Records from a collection
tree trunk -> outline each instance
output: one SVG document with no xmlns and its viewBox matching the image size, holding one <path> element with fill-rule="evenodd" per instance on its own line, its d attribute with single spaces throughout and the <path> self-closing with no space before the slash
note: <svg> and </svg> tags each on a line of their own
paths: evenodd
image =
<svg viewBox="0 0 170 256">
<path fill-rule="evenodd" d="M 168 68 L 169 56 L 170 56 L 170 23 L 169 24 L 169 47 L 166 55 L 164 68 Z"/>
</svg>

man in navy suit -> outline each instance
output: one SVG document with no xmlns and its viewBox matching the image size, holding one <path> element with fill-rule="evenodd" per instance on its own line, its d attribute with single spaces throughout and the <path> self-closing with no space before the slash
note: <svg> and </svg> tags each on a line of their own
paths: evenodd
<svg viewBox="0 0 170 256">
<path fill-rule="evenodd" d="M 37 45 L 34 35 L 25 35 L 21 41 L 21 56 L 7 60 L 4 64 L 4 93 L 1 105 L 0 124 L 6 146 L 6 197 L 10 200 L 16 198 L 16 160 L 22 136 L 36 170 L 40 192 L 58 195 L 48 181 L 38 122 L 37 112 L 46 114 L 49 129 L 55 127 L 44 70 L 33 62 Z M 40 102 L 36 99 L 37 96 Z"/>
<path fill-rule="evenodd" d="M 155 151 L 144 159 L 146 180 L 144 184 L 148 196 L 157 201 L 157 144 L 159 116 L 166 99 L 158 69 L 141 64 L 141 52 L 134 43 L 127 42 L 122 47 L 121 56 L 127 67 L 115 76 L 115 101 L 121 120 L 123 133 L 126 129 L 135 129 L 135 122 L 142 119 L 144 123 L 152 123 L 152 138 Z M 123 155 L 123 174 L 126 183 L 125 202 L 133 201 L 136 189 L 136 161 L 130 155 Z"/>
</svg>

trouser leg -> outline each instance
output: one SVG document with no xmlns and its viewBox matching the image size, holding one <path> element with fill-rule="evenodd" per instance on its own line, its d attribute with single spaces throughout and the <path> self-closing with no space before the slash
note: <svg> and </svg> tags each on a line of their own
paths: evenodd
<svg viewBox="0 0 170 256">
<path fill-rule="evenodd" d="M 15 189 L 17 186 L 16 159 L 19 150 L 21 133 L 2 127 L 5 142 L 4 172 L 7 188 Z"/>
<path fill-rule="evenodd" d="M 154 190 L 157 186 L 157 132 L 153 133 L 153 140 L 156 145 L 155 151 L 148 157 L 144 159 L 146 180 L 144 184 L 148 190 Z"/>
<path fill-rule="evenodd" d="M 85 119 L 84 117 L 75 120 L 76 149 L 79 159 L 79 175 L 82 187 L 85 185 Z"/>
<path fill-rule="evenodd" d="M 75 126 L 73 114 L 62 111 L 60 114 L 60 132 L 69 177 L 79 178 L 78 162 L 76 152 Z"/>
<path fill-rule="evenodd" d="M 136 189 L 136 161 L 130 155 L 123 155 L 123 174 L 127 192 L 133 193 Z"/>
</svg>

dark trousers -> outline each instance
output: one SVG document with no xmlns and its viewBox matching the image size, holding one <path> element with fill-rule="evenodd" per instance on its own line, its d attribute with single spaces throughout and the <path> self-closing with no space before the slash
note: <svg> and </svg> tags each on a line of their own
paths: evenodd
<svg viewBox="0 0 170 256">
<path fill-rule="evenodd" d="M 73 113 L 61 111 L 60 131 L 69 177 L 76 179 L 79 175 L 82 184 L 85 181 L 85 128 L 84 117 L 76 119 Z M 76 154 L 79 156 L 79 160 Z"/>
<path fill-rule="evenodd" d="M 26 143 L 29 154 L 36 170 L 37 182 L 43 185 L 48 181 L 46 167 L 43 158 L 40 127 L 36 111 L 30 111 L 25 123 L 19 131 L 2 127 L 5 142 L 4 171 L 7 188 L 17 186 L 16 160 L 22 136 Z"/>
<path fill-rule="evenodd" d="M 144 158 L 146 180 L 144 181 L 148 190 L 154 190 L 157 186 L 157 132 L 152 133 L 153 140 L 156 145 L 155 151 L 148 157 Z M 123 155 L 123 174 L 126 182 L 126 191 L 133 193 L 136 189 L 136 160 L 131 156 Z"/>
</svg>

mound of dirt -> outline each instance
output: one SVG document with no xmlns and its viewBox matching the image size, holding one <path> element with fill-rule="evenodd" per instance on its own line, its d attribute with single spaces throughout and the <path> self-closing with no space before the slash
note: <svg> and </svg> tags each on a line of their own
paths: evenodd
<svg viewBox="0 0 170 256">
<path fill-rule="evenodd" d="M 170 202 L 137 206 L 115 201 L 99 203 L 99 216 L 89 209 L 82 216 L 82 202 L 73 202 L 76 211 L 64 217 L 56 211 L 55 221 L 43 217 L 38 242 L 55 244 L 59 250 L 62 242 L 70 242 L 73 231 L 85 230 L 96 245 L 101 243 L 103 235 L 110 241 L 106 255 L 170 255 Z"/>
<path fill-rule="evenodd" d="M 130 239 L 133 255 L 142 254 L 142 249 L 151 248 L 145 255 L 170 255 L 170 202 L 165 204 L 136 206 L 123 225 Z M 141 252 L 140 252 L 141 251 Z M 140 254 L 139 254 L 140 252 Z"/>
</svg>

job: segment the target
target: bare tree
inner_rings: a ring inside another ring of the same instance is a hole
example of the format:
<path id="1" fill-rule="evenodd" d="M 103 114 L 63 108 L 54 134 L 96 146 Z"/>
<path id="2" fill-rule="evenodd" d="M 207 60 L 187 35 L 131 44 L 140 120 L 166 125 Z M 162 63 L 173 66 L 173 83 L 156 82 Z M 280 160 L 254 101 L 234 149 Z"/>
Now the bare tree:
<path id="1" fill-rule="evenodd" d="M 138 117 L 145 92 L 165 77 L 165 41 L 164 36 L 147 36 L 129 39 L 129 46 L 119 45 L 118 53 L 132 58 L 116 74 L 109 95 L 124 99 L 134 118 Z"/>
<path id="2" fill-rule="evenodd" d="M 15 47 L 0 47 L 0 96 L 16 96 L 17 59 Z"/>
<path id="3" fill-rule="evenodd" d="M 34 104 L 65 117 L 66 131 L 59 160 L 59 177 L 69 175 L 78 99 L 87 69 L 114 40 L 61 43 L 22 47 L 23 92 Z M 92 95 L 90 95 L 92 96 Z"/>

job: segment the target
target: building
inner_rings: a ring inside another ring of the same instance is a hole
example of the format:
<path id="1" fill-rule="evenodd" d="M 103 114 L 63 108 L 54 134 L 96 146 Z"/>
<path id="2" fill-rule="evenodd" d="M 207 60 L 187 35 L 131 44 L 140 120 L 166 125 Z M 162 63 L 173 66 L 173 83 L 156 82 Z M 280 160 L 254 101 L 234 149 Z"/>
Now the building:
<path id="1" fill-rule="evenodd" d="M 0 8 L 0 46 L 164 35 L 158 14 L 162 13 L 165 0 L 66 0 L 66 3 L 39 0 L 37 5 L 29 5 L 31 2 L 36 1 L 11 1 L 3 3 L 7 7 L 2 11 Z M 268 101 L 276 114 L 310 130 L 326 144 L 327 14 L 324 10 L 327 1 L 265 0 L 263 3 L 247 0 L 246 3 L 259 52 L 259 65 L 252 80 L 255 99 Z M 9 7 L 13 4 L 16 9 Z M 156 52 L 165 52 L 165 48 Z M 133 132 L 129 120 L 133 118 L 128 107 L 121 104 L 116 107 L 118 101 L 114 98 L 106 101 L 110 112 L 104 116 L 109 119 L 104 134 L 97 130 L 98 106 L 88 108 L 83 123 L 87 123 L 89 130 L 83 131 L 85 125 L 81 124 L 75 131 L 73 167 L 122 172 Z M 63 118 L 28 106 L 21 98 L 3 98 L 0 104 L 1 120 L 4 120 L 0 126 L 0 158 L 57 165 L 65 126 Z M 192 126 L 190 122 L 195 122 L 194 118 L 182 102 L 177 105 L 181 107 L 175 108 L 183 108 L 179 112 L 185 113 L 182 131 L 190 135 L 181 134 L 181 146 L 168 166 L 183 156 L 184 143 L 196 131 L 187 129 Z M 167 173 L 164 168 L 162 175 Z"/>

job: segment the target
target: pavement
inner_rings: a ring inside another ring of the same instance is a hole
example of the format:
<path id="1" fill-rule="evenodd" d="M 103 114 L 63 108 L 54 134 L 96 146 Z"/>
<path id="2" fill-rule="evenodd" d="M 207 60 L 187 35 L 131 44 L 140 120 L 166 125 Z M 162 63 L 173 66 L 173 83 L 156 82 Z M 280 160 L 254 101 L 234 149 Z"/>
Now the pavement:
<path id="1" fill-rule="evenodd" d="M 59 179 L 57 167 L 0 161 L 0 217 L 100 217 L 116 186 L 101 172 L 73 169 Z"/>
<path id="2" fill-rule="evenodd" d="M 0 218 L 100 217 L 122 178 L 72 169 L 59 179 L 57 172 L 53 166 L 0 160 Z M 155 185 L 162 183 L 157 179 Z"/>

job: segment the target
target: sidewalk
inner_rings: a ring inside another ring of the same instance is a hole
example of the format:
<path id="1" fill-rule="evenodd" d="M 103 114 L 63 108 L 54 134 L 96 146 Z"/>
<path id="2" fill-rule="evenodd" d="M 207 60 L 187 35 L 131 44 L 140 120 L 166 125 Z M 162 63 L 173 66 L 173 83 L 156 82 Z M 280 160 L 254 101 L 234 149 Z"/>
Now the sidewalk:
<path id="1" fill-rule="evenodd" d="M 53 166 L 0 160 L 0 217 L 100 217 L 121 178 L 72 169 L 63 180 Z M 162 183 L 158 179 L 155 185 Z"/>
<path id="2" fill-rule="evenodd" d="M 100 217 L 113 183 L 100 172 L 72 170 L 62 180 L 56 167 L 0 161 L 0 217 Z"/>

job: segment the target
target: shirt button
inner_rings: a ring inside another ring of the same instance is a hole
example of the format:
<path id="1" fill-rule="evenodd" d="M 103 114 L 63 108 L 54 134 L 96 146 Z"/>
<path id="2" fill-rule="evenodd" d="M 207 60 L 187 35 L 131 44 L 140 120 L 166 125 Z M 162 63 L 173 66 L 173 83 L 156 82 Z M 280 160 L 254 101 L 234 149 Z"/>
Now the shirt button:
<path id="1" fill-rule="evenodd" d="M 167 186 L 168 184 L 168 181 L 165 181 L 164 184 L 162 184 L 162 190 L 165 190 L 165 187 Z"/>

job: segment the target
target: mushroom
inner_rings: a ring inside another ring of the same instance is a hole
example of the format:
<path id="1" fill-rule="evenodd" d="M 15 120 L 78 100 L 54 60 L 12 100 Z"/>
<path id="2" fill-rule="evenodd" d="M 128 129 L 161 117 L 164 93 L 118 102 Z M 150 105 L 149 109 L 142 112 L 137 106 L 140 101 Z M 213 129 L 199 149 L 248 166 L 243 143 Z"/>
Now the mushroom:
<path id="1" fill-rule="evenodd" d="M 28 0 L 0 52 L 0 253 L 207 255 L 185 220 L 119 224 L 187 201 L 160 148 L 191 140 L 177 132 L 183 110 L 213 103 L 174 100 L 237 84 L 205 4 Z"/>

▶ [WRITTEN EXERCISE]:
List every line above that contains the string "tree", copying each such line in full. Case counts.

▶ [RESULT OF THE TASK]:
tree trunk -> outline each instance
target: bare tree
Now the bare tree:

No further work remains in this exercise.